What you need to do: Keep every line of the data below that has the string "person" and present those lines.

[Text-to-region grounding data]

=======

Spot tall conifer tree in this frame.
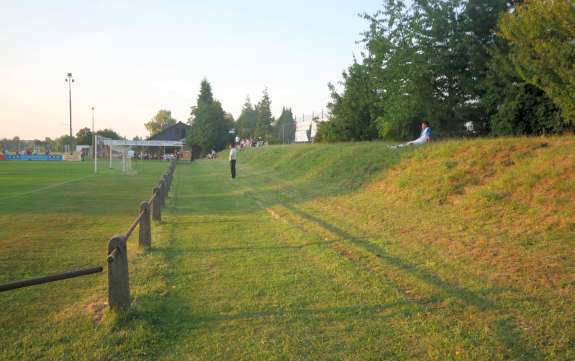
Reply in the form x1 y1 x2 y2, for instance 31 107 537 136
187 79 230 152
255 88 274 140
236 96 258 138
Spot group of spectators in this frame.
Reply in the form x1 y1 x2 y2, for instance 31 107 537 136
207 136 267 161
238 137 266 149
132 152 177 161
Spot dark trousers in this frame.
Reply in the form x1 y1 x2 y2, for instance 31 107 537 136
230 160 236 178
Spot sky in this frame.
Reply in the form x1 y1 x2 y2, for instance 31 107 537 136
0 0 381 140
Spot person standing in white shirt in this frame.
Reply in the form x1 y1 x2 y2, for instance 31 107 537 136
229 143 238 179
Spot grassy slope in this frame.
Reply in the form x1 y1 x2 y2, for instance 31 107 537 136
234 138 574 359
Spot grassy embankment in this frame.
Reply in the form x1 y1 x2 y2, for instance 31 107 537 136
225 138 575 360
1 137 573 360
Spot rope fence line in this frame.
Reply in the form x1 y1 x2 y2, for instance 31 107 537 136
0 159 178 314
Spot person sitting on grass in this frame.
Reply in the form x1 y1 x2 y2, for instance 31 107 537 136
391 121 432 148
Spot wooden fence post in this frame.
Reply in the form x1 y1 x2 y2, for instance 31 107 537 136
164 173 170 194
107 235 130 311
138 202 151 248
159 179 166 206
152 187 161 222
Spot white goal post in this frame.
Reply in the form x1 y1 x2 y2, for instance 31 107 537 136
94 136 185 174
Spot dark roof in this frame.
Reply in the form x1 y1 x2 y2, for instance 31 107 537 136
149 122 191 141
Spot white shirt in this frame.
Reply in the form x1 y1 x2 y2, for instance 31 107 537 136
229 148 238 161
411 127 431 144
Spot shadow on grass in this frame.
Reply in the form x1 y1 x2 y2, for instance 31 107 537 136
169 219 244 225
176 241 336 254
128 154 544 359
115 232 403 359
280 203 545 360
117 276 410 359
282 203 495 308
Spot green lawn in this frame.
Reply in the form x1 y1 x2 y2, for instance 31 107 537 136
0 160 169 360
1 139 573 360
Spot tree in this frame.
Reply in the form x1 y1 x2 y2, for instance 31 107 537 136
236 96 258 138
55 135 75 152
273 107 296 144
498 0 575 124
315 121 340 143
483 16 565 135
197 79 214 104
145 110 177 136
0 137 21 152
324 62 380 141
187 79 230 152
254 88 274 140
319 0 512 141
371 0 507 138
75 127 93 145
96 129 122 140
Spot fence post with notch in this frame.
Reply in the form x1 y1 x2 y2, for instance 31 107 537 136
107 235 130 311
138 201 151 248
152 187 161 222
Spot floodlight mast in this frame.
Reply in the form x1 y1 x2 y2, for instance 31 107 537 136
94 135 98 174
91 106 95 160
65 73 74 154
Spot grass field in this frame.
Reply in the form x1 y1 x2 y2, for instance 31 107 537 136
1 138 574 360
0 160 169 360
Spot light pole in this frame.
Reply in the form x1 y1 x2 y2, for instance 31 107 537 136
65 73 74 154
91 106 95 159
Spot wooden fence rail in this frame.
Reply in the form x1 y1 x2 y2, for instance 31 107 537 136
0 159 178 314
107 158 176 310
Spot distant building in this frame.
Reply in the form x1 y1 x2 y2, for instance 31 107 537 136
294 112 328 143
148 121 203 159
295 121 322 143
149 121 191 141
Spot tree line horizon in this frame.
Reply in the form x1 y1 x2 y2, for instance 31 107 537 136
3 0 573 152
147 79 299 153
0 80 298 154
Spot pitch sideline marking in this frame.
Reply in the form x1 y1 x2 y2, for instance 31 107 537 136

=======

Response below:
Spot person standing in white shirt in this frame.
Spot person sitting on grass in this frame.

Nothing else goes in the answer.